Problem description: Reproduce word for word the part of the childhood war memory below, starting with "We rode on the" and going on through "cherished each cow.".

Page extract:
-- begin --

“A WHITE SHIRT SHINES FAR OFF IN THE DARK…”



Efim Friedland NINE YEARS OLD. NOW DEPUTY DIRECTOR OF A SILICATE FACTORY.

My childhood ended…with the first gunshots. A child still lived inside me, but now alongside someone else…

Before the war, I was afraid to be left alone in the apartment, but then the fear went away. I no longer believed in my mother’s hobgoblins crouching behind the stove, and she stopped mentioning them. We left Khotimsk on a cart. My mother had bought a basket of apples; she set it beside my sister and me and we ate. The bombing started. My sister was holding two nice apples in her hands, and we began fighting over them. She wouldn’t give them up. My mother yelled, “Hide!”—but we were quarreling over the apples. We fought until I asked my sister, “Give me at least one apple, or I’ll die without having tasted them.” She gave me one, the nicest one. Then the bombing stopped. I didn’t eat the lucky apple.

We rode on the cart, and ahead of us went a herd. We knew from our father (before the war, in Khotimsk, he was the director of the stockyard) that they weren’t ordinary cows, but a breeding herd, which had been purchased abroad for big money. I remember that my father was unable to explain how much “big money” it was, until he gave the example that each cow was worth a tractor. A tank. If it’s a tank, that means it’s a lot. We cherished each cow.

Since I grew up in the family of a zootechnician, I liked animals. After the umpteenth bombing, we were left without our cart, and I walked in front of the herd, tied to the bull Vaska. He had a ring in his nose with a rope tied to it, and I tied myself to the end of the rope. For a long time, the cows couldn’t get used to the bombings. They were heavy, not suited for these long marches; their hooves cracked, and they got terribly tired. After the shelling, it was hard to round them up, but if the bull went on the road, they all followed him. And the bull obeyed only me.

During the night, my mother would wash my white shirt somewhere…At dawn First Lieutenant Turchin, who led the convoy, shouted, “Rise and shine!” I would put on the shirt and set off with the bull. I remember that I always wore a white shirt. It shone in the dark, everybody could see me from far off. I slept next to the bull, under his front legs—it was warmer that way. Vaska never got up first; he waited until I got up. He sensed that a child was next to him, and he could cause him harm. I lay with him and never worried.

-- end --

Excerpted records:
-- begin --

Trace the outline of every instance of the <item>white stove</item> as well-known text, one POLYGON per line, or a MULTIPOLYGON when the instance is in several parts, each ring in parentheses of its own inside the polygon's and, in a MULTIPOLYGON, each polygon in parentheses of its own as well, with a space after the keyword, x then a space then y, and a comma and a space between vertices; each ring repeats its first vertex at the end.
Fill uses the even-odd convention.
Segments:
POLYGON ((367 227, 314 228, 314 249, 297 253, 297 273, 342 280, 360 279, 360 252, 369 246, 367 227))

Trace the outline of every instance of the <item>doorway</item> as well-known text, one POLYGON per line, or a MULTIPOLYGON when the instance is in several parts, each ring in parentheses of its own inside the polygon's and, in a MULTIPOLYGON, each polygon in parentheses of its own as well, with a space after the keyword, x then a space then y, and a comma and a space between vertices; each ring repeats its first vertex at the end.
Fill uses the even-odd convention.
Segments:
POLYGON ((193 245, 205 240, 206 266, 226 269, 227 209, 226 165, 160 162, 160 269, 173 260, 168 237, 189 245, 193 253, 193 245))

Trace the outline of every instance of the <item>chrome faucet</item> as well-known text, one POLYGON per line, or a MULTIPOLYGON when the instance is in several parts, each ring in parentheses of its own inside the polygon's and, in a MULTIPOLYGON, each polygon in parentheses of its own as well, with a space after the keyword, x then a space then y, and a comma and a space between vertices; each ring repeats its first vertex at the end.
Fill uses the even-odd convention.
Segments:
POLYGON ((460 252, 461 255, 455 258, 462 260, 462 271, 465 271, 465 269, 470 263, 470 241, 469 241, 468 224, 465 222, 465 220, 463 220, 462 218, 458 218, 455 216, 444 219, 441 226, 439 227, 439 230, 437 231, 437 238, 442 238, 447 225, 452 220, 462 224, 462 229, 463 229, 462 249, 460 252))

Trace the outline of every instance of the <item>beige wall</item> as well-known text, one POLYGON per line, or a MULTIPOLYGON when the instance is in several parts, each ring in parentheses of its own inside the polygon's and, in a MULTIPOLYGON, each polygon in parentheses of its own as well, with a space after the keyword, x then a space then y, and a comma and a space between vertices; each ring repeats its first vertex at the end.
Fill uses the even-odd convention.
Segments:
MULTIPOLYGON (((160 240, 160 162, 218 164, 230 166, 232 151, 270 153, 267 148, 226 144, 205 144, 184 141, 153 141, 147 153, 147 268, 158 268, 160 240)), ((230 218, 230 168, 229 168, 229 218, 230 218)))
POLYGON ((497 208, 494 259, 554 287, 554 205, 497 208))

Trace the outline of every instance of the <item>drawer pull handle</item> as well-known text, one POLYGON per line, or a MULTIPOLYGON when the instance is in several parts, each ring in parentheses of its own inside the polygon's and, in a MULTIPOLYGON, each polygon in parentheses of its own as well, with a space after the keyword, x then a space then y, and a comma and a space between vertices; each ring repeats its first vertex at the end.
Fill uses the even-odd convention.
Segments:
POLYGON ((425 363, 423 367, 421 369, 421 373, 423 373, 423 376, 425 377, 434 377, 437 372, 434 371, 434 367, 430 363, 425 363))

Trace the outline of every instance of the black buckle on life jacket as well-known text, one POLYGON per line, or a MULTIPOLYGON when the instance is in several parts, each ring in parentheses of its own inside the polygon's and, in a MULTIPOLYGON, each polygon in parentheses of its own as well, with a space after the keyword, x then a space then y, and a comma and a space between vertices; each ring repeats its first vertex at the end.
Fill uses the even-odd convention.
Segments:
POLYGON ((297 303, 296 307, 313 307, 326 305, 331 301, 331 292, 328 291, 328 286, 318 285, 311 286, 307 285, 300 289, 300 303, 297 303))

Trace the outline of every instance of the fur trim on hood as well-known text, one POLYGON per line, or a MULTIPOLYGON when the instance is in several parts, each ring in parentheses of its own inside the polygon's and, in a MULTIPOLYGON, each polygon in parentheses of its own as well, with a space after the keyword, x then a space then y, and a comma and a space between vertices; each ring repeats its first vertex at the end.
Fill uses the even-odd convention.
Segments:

-- end --

Full answer:
We rode on the cart, and ahead of us went a herd. We knew from our father (before the war, in Khotimsk, he was the director of the stockyard) that they weren’t ordinary cows, but a breeding herd, which had been purchased abroad for big money. I remember that my father was unable to explain how much “big money” it was, until he gave the example that each cow was worth a tractor. A tank. If it’s a tank, that means it’s a lot. We cherished each cow.